STATED TASK: Retype exactly the lines that run from the line with "# test: mark one point on the goalkeeper's" to the final line of the entries, keeping both ends and nothing else.
┌──
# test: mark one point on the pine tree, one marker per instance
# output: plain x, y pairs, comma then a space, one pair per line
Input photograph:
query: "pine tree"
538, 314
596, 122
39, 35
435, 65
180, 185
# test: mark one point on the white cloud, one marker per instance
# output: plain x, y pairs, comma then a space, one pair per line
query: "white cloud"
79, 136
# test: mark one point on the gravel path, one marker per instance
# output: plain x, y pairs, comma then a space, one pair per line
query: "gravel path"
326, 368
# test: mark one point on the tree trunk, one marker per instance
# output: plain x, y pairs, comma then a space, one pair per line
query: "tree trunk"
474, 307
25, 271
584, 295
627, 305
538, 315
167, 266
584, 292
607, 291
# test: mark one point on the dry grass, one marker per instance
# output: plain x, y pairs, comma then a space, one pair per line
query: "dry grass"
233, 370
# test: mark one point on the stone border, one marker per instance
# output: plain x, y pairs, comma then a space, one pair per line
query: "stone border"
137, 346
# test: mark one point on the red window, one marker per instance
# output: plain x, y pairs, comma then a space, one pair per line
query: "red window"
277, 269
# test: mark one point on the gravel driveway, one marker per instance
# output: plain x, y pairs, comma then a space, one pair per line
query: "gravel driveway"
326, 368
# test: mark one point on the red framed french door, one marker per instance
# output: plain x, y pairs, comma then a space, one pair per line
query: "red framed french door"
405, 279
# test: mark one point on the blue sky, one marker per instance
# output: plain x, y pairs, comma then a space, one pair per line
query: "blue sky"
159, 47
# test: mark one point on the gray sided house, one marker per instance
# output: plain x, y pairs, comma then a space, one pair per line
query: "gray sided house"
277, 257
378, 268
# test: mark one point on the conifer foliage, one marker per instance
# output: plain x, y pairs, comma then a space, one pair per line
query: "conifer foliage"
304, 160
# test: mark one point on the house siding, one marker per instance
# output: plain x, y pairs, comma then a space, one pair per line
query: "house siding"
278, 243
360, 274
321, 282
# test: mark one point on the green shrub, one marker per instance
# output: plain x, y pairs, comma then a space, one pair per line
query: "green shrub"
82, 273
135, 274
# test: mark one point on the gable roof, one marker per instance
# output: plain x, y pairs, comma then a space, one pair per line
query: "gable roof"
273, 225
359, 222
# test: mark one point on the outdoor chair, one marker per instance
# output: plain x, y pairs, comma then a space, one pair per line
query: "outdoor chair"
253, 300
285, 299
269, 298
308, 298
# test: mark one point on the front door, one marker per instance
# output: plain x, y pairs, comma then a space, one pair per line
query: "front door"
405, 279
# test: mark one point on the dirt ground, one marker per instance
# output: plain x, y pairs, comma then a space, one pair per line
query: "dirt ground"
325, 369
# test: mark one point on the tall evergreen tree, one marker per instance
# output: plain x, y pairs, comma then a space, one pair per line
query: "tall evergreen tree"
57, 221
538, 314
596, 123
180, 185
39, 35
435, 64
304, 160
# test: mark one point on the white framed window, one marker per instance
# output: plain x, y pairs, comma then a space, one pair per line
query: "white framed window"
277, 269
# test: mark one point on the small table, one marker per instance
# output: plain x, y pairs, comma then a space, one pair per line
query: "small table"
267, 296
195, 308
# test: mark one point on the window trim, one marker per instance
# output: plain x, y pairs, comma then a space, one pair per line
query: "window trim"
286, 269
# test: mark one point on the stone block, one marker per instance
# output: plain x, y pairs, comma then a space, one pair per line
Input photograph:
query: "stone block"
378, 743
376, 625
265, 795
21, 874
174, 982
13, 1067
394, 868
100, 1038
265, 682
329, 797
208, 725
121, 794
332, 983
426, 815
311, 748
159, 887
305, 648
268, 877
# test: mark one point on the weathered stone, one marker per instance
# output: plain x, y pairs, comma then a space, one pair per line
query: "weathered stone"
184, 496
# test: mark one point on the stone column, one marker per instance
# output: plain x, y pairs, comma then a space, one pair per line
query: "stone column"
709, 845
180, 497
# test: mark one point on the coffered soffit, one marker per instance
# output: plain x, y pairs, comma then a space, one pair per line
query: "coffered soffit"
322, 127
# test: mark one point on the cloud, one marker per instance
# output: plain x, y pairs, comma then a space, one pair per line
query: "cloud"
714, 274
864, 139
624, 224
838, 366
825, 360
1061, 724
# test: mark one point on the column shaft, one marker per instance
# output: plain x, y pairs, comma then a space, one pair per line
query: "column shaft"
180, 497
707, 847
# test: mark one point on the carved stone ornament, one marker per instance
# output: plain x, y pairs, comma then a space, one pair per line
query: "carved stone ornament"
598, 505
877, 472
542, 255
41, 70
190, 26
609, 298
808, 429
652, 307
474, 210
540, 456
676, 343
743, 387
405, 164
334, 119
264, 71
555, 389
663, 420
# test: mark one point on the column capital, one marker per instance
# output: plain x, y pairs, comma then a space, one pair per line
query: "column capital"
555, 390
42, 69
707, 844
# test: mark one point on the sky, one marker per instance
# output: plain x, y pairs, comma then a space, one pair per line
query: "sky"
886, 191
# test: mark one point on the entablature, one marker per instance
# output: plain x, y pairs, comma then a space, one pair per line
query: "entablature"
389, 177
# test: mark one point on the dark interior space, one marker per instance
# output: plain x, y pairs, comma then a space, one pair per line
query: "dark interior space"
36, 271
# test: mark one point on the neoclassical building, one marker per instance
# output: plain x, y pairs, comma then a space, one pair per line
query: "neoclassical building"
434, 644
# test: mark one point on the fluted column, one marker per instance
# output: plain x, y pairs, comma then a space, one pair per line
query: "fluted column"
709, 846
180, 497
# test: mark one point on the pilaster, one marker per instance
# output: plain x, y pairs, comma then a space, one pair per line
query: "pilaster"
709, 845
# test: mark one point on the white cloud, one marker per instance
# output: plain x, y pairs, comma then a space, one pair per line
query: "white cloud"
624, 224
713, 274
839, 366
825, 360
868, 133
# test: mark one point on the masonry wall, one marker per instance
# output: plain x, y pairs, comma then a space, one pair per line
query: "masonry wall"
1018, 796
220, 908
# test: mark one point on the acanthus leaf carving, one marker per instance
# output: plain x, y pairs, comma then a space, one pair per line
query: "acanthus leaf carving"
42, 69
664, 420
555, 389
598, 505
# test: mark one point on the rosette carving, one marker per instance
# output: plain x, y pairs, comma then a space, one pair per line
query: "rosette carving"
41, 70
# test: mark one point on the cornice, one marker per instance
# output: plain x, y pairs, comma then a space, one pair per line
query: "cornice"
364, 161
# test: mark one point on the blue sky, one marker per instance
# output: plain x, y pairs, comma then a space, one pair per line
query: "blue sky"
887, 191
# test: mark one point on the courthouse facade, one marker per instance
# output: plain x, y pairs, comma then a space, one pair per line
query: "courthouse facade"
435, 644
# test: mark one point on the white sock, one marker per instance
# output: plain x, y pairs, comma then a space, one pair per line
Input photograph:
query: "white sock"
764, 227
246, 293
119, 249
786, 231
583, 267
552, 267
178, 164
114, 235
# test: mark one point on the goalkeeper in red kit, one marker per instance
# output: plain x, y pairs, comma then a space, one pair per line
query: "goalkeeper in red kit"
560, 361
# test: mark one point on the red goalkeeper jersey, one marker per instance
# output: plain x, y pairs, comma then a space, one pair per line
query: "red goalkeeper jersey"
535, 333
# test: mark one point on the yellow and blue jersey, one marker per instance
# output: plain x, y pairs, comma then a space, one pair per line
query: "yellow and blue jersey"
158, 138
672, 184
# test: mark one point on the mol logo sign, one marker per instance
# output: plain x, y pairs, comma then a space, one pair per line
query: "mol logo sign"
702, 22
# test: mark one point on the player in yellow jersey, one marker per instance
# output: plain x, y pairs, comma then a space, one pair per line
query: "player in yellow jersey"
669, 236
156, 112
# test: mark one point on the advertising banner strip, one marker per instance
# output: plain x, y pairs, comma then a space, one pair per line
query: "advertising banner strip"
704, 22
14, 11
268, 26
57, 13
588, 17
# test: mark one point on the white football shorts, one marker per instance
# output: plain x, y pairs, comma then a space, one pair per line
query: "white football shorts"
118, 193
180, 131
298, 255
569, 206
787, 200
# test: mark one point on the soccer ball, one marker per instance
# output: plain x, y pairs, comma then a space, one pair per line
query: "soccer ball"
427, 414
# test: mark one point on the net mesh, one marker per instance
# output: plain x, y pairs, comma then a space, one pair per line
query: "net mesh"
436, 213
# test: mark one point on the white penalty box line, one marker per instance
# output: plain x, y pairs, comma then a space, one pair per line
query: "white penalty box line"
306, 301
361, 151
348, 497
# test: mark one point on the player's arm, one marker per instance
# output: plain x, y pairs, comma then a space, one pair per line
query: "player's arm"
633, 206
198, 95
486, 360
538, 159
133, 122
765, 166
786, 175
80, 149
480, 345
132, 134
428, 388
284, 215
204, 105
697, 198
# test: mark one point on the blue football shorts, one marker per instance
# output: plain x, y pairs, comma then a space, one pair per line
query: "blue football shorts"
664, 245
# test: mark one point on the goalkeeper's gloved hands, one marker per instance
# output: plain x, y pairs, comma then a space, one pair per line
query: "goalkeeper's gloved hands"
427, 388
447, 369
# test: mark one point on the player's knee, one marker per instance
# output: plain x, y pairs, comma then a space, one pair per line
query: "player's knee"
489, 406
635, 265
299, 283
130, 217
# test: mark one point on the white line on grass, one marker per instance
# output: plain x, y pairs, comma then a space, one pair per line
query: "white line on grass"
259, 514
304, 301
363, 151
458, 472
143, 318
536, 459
└──
EXERCISE RESPONSE:
# test: mark one point on the goalkeeper's gloved hands, one marker per instance
# output: plain x, y pairs, comma then a space, one pair per line
query: "goalkeeper's gloved hands"
427, 388
447, 369
# test: mark one point on the player's knee, one marker per instance
# output: plain x, y pairs, comma then a space, one pair per line
query: "player's knee"
489, 406
635, 265
299, 283
130, 217
# test: mark one point on the white line on grass, one marker per instance
# output: plain x, y pairs, comma then a space, one pair per line
query: "white line on grass"
259, 514
304, 301
363, 151
458, 472
143, 318
536, 459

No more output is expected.